- _Daftar Tugas_
#1 Perseroan terbatas (PT) apa saja yang disebut dalam berita tentang tambang emas United Tractors? Sebutkan semuanya.
#2 Tuliskan lanjutan berita tentang tambang emas United Tractors, dimulai setelah kalimat terakhir yang ada.

- _Kutipan Teks_
>>>
Bareksa.com - PT United Tractors Tbk (UNTR) menargetkan bisnis perseroan di pertambangan emas bisa mulai melakukan produksi pada akhir tahun 2017. Di tengah lesunya penjualan alat berat, bisnis tambang emas ini merupakan upaya diversifikasi yang dijalani perseroan melalui anak usaha PT Pamapersada Nusantara dan PT Sumbawa Jutaraya (SJR).
Direktur Keuangan United Tractors, Iwan Hadiantoro, mengungkapkan saat ini pihaknya sedang menjalankan eksplorasi di 1 blok dari total 8 blok tambang emas.
"Dari hasil eksplorasi tersebut, kami temukan cadangan 350-400 ribu ounce emas,” katanya dalam acara Workshop Wartawan Pasar Modal Astra Grup, di Bogor, Jumat 4 November 2016.
<<<
- _Cuplikan data wilayah berlabel_
>>>
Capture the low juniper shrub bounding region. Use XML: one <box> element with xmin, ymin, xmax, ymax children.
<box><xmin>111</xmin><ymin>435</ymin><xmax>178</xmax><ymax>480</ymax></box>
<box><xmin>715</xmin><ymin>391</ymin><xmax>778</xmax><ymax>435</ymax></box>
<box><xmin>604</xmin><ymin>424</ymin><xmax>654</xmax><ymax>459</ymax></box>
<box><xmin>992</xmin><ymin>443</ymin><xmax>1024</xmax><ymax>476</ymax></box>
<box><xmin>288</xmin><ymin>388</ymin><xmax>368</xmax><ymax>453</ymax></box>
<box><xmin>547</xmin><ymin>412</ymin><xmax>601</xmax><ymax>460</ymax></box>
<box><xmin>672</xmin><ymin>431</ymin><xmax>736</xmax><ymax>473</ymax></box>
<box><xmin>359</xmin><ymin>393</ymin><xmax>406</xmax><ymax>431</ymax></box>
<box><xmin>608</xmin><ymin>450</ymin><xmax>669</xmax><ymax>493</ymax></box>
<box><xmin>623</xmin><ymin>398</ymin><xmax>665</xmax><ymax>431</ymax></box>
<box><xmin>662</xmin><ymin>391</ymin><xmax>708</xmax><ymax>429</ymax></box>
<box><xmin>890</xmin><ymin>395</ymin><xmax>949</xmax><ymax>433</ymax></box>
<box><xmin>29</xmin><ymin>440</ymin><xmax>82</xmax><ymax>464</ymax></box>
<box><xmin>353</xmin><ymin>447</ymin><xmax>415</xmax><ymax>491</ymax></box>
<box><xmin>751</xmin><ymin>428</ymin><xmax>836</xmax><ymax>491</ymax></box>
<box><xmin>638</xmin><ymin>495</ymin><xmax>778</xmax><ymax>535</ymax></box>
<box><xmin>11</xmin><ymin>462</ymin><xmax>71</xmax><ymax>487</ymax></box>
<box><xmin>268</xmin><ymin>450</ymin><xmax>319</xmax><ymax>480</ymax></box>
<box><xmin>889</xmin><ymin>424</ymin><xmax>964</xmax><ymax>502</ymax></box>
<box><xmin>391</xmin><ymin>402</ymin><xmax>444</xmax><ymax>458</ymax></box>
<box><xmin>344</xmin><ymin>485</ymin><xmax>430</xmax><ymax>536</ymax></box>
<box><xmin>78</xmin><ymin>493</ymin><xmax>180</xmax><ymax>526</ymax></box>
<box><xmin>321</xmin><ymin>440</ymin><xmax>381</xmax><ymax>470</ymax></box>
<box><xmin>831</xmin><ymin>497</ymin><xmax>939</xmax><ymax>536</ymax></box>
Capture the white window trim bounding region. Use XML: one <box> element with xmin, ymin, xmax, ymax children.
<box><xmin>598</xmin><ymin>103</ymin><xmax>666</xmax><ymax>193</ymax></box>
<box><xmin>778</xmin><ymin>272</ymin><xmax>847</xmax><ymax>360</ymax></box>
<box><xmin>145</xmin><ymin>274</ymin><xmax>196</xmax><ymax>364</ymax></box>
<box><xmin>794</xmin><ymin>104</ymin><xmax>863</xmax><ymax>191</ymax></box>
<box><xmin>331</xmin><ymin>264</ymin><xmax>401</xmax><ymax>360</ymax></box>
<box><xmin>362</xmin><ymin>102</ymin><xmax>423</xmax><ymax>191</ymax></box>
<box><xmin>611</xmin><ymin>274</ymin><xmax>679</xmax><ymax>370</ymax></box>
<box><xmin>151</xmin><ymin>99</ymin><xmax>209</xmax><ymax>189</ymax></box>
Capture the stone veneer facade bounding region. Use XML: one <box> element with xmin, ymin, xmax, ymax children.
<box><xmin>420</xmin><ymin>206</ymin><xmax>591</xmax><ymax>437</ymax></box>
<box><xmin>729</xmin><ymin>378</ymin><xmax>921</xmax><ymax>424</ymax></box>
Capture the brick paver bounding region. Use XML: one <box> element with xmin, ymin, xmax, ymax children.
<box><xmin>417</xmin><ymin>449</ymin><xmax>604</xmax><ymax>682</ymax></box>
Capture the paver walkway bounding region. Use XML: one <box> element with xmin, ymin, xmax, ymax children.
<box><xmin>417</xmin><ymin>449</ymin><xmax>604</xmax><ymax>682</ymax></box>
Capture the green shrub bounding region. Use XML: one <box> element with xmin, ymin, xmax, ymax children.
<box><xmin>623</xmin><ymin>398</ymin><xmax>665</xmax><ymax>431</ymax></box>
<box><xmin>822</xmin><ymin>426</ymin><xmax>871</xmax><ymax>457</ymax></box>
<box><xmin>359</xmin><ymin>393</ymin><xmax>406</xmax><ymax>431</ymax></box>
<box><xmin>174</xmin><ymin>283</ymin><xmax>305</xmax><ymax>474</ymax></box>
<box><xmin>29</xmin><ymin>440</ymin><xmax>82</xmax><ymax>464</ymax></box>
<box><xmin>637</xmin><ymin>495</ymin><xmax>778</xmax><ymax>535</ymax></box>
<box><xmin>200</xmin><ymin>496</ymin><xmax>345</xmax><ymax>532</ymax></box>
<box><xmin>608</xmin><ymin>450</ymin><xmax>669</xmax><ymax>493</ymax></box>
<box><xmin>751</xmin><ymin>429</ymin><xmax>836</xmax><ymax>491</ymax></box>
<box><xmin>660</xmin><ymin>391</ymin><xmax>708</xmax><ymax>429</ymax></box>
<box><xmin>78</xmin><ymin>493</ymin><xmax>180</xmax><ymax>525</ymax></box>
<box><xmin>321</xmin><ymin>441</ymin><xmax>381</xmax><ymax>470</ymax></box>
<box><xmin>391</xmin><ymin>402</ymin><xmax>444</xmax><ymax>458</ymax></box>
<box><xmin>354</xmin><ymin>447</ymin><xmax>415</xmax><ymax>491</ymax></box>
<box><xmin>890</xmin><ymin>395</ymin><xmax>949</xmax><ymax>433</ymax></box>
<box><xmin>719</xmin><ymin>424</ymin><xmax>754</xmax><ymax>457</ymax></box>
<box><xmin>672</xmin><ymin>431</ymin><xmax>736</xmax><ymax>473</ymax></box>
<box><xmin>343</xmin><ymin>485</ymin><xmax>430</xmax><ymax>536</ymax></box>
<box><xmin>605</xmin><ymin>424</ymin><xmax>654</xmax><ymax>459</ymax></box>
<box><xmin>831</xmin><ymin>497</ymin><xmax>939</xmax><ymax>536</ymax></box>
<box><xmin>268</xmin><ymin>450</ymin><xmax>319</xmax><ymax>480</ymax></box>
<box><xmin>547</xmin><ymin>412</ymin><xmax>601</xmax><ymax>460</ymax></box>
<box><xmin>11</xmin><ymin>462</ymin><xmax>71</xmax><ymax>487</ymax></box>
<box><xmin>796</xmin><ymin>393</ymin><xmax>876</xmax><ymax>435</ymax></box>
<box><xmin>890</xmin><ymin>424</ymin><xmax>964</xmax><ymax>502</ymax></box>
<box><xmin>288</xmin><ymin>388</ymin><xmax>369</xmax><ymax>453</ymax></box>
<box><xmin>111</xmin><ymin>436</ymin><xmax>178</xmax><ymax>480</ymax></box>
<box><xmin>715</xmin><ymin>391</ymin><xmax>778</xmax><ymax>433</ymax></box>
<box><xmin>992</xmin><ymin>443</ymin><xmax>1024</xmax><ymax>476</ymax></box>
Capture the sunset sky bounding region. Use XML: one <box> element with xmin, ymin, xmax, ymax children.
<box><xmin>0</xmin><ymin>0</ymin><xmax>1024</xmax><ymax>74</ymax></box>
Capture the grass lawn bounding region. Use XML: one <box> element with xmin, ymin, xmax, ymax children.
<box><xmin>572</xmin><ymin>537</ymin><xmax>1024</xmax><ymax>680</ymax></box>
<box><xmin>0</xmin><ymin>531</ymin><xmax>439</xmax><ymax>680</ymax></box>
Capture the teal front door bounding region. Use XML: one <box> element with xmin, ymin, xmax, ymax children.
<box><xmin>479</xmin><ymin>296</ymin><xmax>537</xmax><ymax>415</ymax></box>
<<<
>>>
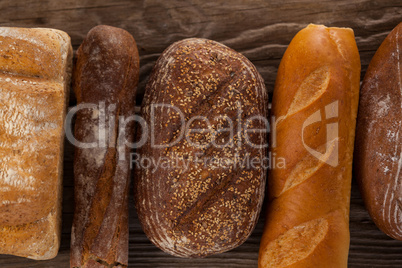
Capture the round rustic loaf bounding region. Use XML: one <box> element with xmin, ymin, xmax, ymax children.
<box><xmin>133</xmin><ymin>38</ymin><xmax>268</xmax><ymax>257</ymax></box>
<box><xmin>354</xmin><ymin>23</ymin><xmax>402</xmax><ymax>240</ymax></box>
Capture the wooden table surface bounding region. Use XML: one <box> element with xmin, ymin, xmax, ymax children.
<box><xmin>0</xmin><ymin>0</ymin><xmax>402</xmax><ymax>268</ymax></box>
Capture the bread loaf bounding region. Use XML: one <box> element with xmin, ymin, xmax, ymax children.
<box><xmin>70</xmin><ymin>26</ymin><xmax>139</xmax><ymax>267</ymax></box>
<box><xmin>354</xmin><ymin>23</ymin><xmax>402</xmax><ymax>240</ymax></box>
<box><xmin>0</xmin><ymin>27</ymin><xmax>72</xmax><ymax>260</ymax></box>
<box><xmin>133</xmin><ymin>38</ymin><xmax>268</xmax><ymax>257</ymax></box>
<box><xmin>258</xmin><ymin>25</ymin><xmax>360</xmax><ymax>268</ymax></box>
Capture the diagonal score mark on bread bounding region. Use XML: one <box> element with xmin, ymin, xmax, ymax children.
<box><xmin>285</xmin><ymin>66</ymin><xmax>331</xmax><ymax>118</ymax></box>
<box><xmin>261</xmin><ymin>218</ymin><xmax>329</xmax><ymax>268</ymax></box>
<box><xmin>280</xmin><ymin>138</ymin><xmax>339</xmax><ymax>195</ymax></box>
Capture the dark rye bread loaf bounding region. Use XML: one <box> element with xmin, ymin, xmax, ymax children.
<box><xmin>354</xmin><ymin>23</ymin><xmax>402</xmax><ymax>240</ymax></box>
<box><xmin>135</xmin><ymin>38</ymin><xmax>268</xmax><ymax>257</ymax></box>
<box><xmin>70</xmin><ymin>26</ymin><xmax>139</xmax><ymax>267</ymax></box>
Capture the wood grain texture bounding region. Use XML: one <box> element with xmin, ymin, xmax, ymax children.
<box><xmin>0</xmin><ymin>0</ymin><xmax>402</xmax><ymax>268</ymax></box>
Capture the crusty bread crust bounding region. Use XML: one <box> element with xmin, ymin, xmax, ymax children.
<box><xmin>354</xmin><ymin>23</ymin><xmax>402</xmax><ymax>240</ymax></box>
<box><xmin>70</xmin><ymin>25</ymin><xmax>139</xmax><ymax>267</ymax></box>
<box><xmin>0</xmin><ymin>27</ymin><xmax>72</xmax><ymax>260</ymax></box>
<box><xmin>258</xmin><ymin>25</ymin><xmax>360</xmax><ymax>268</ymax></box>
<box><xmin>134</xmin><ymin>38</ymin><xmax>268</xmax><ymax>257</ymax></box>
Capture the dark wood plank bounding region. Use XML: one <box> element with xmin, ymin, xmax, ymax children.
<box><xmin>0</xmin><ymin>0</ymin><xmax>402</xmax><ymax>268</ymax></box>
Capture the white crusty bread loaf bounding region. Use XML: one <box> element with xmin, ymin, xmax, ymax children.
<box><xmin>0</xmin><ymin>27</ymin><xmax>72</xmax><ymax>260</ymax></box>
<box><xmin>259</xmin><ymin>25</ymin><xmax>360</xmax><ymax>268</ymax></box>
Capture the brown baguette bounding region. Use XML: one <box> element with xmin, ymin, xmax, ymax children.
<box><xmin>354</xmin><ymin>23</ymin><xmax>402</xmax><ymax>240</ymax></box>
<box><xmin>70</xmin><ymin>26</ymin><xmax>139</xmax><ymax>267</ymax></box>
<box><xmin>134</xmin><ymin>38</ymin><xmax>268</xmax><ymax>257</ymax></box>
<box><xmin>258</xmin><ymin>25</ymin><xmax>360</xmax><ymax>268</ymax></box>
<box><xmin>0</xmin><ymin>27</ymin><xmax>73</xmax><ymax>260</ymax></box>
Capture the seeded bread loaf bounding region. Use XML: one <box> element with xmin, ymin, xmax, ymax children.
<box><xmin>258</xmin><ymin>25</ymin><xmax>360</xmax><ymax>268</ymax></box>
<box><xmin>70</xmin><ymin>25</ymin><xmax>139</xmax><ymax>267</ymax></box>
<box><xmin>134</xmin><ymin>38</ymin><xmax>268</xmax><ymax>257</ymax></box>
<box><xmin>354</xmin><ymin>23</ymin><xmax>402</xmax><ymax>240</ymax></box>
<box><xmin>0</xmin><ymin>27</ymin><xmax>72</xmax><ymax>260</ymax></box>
<<<
>>>
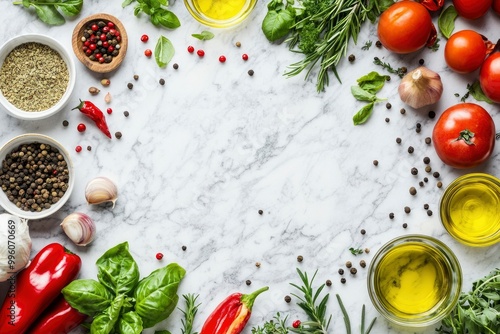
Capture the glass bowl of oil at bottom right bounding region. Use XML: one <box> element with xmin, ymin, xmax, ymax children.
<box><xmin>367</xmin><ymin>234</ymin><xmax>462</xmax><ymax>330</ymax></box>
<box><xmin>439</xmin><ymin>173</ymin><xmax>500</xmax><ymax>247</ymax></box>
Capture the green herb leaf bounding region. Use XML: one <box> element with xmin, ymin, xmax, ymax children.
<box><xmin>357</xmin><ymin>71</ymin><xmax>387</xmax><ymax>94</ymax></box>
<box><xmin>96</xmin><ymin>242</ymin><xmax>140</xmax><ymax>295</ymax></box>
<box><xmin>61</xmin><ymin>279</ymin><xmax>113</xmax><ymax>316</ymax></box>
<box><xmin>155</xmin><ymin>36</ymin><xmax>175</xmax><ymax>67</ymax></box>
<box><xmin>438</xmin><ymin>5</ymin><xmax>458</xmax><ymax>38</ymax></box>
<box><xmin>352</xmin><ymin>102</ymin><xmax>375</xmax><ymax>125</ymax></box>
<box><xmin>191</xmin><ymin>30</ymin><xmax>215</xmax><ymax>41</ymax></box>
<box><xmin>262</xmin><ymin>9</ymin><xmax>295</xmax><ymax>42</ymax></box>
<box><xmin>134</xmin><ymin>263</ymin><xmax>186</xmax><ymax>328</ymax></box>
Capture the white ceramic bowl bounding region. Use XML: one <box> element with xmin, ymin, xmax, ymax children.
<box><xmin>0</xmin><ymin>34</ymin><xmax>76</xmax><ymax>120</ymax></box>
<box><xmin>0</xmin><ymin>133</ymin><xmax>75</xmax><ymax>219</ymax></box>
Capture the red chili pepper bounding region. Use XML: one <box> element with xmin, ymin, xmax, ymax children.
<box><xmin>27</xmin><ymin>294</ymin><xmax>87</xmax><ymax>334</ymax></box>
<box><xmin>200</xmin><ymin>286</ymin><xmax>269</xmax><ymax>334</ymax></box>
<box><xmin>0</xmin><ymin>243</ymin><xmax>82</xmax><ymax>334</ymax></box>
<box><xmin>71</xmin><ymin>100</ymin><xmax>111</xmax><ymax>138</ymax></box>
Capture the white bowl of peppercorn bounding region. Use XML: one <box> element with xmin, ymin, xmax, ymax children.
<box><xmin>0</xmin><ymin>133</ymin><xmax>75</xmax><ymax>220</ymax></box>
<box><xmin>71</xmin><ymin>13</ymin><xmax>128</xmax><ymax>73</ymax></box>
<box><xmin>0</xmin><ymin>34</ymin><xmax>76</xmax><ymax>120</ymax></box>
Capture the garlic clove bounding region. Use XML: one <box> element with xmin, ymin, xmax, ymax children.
<<<
- _Jawaban Soal_
#1 PT United Tractors Tbk (UNTR), PT Pamapersada Nusantara, PT Sumbawa Jutaraya (SJR)

#2
Iwan melanjutkan, pihaknya berharap akan menemukan tambahan cadangan emas lagi di blok-blok lainnya yang belum dieksplorasi secara bertahap. Saat ini perseroan masih fokus membangun jalan dan infrastruktur pertambangan lainnya.
Ia berharap pada tahun 2017 akhir perseroan sudah menyelesaikan semua proses pembangunan di blok pertama. Perseroan sendiri belum mempunyai rencana kapan blok-blok selanjutnya mulai digarap.
“Capex kita sekitar Rp60 juta, diharapkan kita bisa mulai berproduksi akhir 2017 atau di awal tahun 2018,” ujarnya.
SJR telah diakuisisi oleh UNTR melalui anak usahanya, Pamapersada Nusantara. Nilai dari akuisisi yang telah dilakukan pada bulan Februari 2015 lalu tersebut sebesar $2,57 juta.
Pasca akuisisi tersebut, Pamapersada yang bergerak di bidang kontraktor penambangan batu bara, resmi menjadi saham pengendali dengan total kepemilikan saham SJR sebesar 75,5 persen. Perseroan telah melakukan kegiatan tambang di kabupaten Sumbawa yakni di blok Meas, Kecamatan Ropang dan Gapit kecamatan Empang seluas 10 ribu hektare.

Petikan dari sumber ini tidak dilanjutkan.